#### Extrait fourni:
The Jazz Fusion Years
Ce jazz là n'a jamais eu bonne presse... Trop commercial, trop mélangé, trop enclin à laisser dans l'ombre d'autres aventures musicales de la même période, le jazz fusion a également pâti, peut-être, d'un vieillissement accéléré tendance pat d'eph'... Il est vrai que les années 70 n'ont jamais eu bonne presse elles non plus... Les barricades, c'était déjà hier... Il fallait à l'époque se coltiner les Nixon, Giscard et autres Maritie et Gilbert Carpentier... Dur, dur, la carte postale... Compliquée, la mythification des années fusion alors qu'aujourd'hui encore on continue à glorifier, historiquement parlant, l'ère du swing, l'épopée du bop et l'odyssée du free.
Autant dire que le boss de "Jazz Magazine", Frédéric Goaty, aura superbement rempli sa mission d'irréductible Gaulois en désembuant le rétroviseur sur ces Jazz Fusion Years à travers une double compilation en forme de réhabilitation... Et ce sont, miracle, des trésors qui mettent à nouveau le feu à nos enceintes, à commencer par un Miles Davis sorti de derrière les fagots et qui groove méchamment, d'entrée de jeu... Il a fallu attendre 2003, en fait, pour découvrir ce "Duran" -c'est le titre du morceau- qui n'avait pas trouvé sa place au départ dans l'album-tribute que Miles dédie au boxeur Jack Johnson à l'orée des seventies.
Démarrer (et conclure par la même occasion) ce double CD avec Miles Davis n'est évidemment pas dénué de sens : le jazz fusion, c'est la suite de "In a Silent Way" et "Bitches Brew"... C'est le même noyau dur de musiciens, de Joe Zawinul à Tony Williams, en passant par Chick Corea... Ils étaient là lors des albums fondateurs, lorsque la fée électricité s'est penchée sur le berceau de ce nouveau jazz pour le muscler en décibels et lui donner, dans un même élan, une plasticité inédite dont ce vieux diable de John McLaughlin serait le premier grand disciple... Il frappe un premier coup de géant, le guitariste, avec le Mahavushnu Orchestra, dont Goaty a exhumé un "Dawn" des plus damnés, ne serait-ce qu'à travers la spectrale intro au violon de Jerry Goodman...

#### Énoncé de l'exercice:
Dans l'extrait fourni, reformulez sous forme de liste le paragraphe qui commence par « Démarrer (et conclure par la même occasion) », en conservant ses faits principaux.

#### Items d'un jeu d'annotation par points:
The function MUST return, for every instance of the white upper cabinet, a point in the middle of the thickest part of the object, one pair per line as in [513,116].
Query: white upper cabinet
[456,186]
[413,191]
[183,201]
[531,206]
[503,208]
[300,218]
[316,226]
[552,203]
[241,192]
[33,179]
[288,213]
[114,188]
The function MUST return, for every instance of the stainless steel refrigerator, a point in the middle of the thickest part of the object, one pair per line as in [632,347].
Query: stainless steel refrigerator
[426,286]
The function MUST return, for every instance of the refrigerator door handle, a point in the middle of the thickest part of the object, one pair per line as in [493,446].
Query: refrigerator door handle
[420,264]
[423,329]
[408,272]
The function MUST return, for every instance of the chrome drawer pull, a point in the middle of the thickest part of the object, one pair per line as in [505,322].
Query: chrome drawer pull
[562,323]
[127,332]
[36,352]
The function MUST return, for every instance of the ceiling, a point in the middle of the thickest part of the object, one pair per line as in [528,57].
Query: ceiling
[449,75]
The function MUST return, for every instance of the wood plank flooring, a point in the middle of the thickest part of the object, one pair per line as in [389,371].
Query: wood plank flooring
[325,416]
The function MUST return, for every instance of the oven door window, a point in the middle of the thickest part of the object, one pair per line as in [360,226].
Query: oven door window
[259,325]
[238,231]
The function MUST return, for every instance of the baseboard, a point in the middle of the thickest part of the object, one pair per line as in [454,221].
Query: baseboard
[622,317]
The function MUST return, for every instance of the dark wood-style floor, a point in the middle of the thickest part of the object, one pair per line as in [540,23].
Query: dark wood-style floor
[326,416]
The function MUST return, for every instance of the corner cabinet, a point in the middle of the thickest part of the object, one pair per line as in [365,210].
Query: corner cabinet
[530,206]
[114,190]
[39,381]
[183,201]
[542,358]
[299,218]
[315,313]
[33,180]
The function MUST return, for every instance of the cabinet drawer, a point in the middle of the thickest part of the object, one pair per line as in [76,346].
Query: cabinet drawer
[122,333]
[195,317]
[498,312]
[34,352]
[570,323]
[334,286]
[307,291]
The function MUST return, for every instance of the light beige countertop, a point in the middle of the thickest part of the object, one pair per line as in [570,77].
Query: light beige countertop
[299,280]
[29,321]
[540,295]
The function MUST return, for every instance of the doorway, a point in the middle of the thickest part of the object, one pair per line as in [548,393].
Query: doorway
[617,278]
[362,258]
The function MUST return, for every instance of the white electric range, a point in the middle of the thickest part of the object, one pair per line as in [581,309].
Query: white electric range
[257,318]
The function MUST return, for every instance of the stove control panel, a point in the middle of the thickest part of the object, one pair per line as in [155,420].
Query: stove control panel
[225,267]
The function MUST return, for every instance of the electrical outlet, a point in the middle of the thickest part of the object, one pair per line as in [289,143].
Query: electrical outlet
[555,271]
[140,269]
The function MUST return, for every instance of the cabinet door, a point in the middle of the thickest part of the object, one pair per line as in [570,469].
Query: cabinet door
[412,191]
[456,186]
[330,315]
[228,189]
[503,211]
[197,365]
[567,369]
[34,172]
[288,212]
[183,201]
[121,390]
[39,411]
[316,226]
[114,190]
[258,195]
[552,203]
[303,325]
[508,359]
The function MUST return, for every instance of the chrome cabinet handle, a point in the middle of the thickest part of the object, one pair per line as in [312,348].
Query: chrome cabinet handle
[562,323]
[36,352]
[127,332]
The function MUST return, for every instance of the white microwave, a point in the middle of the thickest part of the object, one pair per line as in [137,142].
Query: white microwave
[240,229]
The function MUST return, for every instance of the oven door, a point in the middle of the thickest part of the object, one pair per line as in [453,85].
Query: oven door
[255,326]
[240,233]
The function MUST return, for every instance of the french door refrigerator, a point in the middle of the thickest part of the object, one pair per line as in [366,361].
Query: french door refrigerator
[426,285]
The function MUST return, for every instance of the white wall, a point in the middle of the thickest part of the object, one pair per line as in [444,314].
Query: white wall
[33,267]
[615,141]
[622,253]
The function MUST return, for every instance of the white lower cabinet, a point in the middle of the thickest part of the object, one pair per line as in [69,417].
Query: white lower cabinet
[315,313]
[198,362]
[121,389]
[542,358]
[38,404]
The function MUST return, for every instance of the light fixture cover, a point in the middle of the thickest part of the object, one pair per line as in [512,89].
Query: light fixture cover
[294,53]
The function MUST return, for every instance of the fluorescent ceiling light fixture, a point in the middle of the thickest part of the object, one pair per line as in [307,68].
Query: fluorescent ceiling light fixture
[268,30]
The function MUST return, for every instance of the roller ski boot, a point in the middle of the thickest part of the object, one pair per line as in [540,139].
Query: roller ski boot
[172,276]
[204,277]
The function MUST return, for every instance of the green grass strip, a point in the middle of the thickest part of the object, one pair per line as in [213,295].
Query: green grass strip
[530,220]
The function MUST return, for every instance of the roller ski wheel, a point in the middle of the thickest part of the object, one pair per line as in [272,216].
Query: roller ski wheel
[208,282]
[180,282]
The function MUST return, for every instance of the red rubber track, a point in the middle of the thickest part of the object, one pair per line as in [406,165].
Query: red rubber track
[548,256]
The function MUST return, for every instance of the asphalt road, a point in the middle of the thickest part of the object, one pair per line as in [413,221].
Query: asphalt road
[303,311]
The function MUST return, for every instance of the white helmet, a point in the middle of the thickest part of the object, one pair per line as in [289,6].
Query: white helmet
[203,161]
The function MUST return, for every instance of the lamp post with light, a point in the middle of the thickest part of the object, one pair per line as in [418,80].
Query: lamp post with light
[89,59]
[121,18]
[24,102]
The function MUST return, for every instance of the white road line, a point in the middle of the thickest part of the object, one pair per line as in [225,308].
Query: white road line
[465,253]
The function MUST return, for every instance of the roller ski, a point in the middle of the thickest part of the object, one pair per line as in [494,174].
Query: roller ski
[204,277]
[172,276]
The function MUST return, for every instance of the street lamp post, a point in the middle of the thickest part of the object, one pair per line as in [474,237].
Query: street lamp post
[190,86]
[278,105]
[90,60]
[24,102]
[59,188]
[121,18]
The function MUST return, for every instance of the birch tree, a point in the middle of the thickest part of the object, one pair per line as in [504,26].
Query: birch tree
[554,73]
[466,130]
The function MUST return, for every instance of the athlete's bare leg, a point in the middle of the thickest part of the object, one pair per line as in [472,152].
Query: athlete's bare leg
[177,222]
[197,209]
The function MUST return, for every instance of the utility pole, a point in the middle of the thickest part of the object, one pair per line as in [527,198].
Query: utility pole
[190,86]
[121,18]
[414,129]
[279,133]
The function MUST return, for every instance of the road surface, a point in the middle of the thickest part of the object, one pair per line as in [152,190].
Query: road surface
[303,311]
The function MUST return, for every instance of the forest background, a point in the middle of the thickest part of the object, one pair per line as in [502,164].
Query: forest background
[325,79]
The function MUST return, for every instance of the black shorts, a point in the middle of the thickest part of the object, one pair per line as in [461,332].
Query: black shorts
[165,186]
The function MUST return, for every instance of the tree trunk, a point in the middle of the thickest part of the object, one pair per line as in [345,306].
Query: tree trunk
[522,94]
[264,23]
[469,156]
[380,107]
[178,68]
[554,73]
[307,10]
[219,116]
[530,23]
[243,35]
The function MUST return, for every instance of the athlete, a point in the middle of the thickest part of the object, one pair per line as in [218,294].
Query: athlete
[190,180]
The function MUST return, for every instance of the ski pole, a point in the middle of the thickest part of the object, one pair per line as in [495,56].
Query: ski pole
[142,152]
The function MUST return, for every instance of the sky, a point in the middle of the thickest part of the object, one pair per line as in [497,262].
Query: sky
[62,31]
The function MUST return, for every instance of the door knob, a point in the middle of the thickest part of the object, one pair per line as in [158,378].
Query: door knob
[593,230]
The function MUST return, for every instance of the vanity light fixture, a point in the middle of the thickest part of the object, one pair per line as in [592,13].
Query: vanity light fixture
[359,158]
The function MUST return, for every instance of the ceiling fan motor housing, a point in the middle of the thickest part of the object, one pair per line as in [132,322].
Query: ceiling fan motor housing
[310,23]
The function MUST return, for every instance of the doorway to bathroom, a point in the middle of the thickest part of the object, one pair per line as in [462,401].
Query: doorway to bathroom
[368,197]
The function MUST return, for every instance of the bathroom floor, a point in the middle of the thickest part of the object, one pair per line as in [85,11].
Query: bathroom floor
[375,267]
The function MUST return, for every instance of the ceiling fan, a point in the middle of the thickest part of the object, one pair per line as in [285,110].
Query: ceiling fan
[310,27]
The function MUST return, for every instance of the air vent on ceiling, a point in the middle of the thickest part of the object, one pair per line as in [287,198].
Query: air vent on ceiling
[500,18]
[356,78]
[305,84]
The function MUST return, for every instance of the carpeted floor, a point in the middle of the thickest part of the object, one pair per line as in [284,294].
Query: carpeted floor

#### Corrigé:
- Ouvrir et refermer le double CD avec Miles Davis a du sens.
- Le jazz fusion prolonge « In a Silent Way » et « Bitches Brew ».
- On y retrouve le même noyau dur de musiciens, dont Joe Zawinul, Tony Williams et Chick Corea.
- Ces musiciens étaient présents sur les albums fondateurs. L'électricité y a musclé ce nouveau jazz en décibels et lui a donné une plasticité inédite.
- John McLaughlin serait le premier grand disciple de cette plasticité.
- Le guitariste frappe un premier coup de géant avec le Mahavushnu Orchestra.
- Goaty a exhumé un « Dawn » de cet orchestre, marquant notamment par l'intro spectrale au violon de Jerry Goodman.